Exercise brief: Extract all records. Keep each one exact.

____ Task data

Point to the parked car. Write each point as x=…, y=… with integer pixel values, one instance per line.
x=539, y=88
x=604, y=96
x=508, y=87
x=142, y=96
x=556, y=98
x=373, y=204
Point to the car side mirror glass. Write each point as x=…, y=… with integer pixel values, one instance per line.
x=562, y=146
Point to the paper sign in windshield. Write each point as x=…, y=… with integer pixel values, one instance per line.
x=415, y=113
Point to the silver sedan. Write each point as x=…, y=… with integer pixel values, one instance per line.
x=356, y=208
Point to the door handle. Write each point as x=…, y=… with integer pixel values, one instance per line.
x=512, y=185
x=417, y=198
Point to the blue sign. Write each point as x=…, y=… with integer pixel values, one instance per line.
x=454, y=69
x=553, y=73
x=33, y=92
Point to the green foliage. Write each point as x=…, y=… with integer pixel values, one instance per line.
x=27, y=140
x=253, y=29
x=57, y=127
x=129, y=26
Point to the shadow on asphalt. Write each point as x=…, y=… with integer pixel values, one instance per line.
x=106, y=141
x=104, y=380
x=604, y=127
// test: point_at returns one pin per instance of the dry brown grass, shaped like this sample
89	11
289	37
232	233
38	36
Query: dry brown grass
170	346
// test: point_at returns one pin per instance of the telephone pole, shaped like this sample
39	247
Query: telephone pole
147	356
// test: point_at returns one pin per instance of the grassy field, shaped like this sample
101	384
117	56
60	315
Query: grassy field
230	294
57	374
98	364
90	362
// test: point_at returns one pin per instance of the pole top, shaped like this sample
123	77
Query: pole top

________

Exercise answer:
Point to the parked car. Write each point as x=…, y=… with integer pixel values, one instance per line.
x=539, y=88
x=604, y=96
x=508, y=87
x=142, y=96
x=556, y=98
x=373, y=204
Point to the car side mirror glass. Write each point as x=…, y=… with integer pixel values, one instance per line.
x=562, y=146
Point to the paper sign in windshield. Write each point as x=…, y=… with integer pixel values, one instance per line.
x=415, y=113
Point to the silver sedan. Write each point as x=…, y=… with integer pixel values, one instance per line.
x=356, y=208
Point to the door handle. Write each point as x=…, y=… with integer pixel values, one instance per line.
x=512, y=185
x=417, y=198
Point to the blue sign. Write each point as x=…, y=… with integer pixel values, one instance per line.
x=454, y=69
x=553, y=73
x=33, y=92
Point to the green foliage. Write each point as x=…, y=… with integer pixel values, one instance per line.
x=27, y=140
x=253, y=29
x=57, y=127
x=129, y=26
Point to the shadow on asphalt. Write each point as x=…, y=… with integer pixel values, one instance per line.
x=106, y=141
x=104, y=380
x=604, y=127
// test: point_at returns one pin per instance of the dry brown grass, shaped like this sample
89	11
289	37
232	233
38	36
Query: dry brown grass
170	346
// test: point_at returns one pin per instance of the telephone pole, shaped like this sample
39	247
Query: telephone pole
147	356
// test: point_at returns one pin per instance of the grassy field, shaped like this sample
101	384
117	56
60	315
Query: grassy field
230	294
57	374
98	364
90	362
// test: point_at returns one pin per instance of the pole top, shaped like this sample
123	77
Query: pole top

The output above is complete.